#### [Instructions to follow]
From the line with "For each match, emit" to the last line of the material, both inclusive, transcribe every line exactly and nothing else.

#### [Data for analysis]
=== Section Start ===

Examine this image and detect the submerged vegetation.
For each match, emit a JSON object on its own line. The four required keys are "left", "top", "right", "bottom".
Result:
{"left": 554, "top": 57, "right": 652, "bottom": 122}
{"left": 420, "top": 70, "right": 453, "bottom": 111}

=== Section End ===

#### [Written answer]
For each match, emit a JSON object on its own line. The four required keys are "left", "top", "right", "bottom".
Result:
{"left": 554, "top": 57, "right": 652, "bottom": 122}
{"left": 420, "top": 70, "right": 453, "bottom": 111}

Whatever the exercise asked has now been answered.